[Photo-based point labeling data]
>>>>
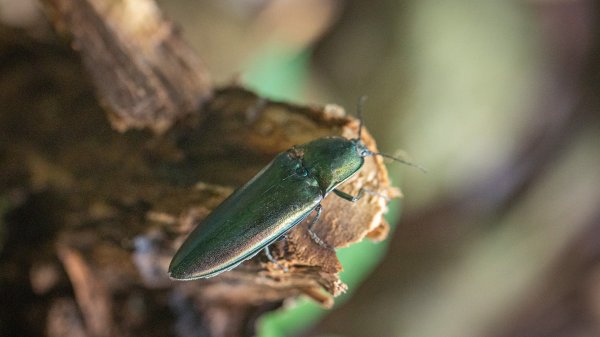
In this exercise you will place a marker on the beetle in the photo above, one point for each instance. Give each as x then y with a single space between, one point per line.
279 197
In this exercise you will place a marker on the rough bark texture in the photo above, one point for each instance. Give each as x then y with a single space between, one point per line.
92 217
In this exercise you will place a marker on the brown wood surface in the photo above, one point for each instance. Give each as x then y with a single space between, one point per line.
94 215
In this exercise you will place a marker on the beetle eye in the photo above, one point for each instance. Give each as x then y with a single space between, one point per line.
301 171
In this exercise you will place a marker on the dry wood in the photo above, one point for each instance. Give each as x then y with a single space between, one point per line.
127 200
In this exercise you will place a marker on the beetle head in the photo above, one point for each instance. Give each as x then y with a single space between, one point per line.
332 160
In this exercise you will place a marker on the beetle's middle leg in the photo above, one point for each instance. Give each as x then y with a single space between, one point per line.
273 261
314 235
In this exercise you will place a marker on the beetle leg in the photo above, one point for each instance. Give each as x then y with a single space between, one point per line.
361 192
272 260
314 235
349 197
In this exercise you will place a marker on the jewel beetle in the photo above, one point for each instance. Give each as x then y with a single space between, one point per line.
279 197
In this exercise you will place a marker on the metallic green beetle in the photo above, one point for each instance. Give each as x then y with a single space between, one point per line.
262 211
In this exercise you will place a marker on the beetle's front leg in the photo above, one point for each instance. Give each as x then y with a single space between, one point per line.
360 194
314 235
349 197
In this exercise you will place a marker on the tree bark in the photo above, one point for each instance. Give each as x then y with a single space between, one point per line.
93 216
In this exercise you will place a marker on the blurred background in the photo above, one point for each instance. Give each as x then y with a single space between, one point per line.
499 100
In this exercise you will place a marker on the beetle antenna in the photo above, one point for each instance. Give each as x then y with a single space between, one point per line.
361 102
420 168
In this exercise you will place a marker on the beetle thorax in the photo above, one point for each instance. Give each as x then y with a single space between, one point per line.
330 160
<<<<
- _What you should do_: Lay out the data from the line with "In this exercise you will place a marker on the tree" through the end as a two-column CSV with the columns instruction and coordinates. Each row should hold one instruction and the coordinates given for it, each in a quoted field with line breaks replaced by spaces.

- _Exercise solution_:
instruction,coordinates
"In this exercise you will place a marker on the tree bark in the photo above, one point for each instance. Give each as x then y with a single space between, one point per line.","93 216"
"In this exercise you will place a marker on the blurred background in the photo above, one point for each instance. Give each as x then y with a single space between, one point per line.","499 100"
"In this exercise you will place a marker on the beetle antenna in the photo above, one point for each instance. Give each as x then y with a single space between, one point per line.","361 102 420 168"
"In this exercise you will place a marker on the beetle thorax in the photo above, one point for each instance. Give each as x then y with a single space between, one point per line.","330 160"